* Exercise goal *
Please copy every line of the records below that holds the word "sweater".

START Source records

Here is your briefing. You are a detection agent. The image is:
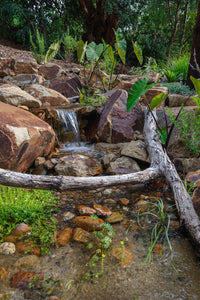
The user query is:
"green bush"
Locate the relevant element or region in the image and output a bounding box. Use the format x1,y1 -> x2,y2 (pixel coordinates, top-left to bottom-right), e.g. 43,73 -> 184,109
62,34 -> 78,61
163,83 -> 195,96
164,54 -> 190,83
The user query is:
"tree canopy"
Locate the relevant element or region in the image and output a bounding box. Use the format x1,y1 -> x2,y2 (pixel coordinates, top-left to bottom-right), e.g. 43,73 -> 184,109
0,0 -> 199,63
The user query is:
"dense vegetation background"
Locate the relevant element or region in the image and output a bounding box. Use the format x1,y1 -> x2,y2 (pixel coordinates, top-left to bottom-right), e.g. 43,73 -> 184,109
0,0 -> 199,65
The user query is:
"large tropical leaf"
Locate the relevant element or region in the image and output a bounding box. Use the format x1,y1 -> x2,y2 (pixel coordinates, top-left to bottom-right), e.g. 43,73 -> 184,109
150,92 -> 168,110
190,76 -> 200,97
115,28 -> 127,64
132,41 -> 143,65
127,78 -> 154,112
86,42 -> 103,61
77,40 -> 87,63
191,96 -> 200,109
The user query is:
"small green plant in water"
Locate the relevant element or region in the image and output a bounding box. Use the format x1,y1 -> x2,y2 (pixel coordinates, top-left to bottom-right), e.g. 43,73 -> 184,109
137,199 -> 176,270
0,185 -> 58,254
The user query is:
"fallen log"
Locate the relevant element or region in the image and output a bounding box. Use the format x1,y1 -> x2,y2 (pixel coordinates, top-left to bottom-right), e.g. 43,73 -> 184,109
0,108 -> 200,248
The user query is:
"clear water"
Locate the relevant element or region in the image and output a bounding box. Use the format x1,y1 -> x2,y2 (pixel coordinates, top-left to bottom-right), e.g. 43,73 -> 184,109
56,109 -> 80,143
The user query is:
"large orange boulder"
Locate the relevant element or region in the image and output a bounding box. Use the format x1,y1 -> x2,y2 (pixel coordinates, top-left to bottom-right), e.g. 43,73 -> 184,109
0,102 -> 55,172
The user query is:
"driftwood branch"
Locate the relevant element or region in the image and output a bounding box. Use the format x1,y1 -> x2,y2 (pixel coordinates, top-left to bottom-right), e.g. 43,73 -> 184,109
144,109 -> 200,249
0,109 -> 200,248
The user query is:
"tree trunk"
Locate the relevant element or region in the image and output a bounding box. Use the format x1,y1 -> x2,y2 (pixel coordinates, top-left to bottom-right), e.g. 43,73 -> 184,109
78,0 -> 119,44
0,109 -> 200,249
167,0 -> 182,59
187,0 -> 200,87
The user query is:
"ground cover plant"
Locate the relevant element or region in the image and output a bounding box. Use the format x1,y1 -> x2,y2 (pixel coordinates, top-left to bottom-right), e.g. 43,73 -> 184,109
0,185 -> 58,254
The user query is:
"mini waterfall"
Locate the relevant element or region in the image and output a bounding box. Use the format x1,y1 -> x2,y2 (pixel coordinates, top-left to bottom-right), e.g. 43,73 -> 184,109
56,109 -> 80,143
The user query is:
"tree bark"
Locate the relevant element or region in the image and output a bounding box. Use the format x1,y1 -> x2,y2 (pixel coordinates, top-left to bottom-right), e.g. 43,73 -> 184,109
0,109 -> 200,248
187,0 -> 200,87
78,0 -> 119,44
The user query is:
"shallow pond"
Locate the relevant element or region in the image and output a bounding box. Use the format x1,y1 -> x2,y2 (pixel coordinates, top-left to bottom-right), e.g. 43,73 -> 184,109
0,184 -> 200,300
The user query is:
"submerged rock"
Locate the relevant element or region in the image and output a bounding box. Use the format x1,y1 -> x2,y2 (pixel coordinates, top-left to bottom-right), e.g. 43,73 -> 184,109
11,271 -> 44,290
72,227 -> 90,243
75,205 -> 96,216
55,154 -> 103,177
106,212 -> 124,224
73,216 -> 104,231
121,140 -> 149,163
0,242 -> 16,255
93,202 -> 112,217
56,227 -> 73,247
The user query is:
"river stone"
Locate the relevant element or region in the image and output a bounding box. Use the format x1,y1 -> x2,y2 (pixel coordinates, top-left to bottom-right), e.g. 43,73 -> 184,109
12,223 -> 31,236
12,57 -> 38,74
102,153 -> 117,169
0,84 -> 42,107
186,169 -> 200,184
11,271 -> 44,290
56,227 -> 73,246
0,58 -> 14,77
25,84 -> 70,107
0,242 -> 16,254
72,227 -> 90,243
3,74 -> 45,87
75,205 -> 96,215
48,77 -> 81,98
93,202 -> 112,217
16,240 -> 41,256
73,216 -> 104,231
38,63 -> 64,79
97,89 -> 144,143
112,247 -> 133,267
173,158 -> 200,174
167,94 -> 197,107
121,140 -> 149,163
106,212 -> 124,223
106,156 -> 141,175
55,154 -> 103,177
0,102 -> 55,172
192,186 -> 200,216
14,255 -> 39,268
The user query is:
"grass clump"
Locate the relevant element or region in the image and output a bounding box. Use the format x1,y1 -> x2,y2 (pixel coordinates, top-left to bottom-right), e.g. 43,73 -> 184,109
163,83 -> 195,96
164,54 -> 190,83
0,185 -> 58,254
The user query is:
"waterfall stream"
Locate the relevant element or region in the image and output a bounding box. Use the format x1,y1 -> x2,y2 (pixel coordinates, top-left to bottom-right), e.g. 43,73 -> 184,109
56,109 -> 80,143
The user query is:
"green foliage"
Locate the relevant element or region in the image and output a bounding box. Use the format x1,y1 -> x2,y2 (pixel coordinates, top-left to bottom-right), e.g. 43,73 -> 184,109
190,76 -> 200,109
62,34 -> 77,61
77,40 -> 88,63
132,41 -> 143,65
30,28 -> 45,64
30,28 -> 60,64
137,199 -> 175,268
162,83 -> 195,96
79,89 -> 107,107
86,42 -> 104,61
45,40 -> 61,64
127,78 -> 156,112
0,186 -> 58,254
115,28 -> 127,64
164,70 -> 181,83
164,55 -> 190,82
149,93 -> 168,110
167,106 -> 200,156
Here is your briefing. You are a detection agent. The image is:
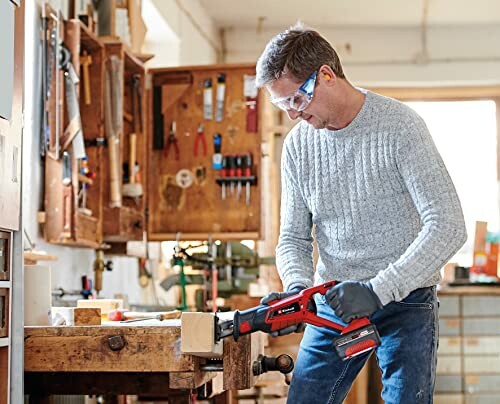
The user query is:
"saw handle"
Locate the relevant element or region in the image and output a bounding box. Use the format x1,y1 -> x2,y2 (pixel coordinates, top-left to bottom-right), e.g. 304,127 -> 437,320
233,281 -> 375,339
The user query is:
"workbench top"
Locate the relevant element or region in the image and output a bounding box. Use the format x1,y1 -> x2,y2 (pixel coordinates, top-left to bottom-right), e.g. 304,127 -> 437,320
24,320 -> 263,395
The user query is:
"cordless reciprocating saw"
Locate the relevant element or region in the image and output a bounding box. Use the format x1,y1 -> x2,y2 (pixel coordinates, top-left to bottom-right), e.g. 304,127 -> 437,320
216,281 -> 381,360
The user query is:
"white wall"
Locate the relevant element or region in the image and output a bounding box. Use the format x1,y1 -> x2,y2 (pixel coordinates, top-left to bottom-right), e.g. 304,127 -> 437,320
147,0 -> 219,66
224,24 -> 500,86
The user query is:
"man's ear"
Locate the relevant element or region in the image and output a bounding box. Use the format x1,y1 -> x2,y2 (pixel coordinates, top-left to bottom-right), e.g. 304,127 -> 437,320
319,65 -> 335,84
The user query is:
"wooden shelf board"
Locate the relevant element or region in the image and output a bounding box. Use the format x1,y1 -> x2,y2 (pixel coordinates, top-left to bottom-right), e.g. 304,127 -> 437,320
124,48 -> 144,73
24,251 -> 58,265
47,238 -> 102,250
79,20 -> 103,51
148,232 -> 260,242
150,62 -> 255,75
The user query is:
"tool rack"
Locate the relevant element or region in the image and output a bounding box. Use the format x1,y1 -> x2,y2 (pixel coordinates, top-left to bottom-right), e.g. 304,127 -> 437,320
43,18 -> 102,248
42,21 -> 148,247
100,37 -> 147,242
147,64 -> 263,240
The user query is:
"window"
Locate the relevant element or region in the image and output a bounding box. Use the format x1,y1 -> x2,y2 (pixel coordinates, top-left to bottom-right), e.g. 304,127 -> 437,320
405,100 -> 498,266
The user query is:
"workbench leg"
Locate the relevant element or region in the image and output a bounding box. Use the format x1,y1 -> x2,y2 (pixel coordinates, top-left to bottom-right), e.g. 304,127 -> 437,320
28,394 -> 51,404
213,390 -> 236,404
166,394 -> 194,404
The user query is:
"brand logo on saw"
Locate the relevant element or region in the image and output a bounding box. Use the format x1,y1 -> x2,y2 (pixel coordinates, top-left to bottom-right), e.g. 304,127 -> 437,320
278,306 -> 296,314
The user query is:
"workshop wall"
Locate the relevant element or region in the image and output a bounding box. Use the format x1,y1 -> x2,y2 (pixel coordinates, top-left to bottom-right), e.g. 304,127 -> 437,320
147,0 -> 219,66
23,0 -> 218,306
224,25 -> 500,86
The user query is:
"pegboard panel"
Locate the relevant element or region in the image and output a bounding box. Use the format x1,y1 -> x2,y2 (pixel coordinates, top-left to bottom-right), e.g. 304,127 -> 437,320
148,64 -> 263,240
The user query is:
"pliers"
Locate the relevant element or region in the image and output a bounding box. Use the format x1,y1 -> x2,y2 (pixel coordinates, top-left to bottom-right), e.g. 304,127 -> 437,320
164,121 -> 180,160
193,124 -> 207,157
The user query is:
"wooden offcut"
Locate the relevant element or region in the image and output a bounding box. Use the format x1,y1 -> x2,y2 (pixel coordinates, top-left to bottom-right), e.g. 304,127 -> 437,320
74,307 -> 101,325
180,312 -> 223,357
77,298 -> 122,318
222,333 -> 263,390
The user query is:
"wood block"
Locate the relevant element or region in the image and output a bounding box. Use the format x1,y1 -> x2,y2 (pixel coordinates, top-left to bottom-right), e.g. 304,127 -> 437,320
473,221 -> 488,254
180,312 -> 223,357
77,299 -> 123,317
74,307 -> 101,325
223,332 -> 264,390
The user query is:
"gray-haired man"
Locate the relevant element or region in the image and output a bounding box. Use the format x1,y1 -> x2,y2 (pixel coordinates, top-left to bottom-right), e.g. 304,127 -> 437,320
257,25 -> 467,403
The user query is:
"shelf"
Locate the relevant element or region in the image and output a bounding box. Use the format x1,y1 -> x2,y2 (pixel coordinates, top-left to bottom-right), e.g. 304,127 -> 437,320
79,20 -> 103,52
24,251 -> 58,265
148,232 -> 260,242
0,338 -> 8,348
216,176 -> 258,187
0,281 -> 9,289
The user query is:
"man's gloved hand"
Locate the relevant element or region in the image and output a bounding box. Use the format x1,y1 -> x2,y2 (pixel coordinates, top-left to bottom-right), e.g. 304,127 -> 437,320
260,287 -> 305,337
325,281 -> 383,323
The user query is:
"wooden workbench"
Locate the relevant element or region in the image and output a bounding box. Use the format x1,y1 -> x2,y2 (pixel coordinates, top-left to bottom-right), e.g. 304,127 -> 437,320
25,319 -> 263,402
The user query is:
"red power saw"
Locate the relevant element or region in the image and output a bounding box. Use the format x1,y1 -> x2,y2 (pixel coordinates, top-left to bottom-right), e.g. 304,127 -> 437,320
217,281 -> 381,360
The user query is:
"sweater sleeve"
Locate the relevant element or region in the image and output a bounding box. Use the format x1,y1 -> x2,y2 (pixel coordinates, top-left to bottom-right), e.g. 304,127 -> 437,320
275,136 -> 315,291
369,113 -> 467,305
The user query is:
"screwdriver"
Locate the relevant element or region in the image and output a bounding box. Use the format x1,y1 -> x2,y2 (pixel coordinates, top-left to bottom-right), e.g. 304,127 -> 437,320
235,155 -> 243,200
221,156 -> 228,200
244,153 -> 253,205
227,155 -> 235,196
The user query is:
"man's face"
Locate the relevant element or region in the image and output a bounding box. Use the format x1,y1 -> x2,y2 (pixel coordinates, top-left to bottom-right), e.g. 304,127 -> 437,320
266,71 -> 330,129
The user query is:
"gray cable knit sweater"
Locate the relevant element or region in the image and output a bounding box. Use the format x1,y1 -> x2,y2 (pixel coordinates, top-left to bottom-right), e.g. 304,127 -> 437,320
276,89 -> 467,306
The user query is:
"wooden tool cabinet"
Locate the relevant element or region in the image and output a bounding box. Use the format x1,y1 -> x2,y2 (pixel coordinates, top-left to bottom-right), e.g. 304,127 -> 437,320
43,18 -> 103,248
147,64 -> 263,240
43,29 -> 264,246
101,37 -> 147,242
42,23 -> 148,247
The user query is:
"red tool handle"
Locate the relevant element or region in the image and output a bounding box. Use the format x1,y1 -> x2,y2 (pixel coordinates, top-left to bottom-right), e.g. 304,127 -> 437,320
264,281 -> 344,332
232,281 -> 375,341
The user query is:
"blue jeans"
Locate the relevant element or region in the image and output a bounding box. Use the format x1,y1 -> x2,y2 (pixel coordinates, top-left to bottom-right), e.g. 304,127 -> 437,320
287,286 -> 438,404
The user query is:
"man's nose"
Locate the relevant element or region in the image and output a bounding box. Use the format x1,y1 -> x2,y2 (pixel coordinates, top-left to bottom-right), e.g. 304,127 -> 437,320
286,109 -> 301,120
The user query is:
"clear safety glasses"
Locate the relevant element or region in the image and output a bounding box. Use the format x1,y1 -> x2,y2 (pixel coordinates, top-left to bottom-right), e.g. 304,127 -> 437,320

END Source records

* Your response *
"sweater sleeve"
"gray cable knit sweater"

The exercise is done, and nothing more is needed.